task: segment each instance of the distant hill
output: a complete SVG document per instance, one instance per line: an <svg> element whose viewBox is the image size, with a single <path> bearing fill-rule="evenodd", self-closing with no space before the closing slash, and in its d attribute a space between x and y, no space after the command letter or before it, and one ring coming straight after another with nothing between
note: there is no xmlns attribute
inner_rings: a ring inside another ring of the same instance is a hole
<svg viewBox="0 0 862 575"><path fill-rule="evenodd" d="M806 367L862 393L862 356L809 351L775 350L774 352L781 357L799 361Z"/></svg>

WORK ITEM: Take the listing from its first line to the line containing "note: there is no xmlns attribute". Reproduce those lines exactly and nothing else.

ANSWER TO THIS TASK:
task: segment each instance of the distant hill
output: a complete SVG document per instance, one instance per line: an <svg> element whose viewBox is the image size, with a single <path> bearing fill-rule="evenodd", self-closing with no space before the closing slash, and in its d attribute a space between x and y, no space after the command letter or before it, and one ring coming straight after another with nothing between
note: there is no xmlns attribute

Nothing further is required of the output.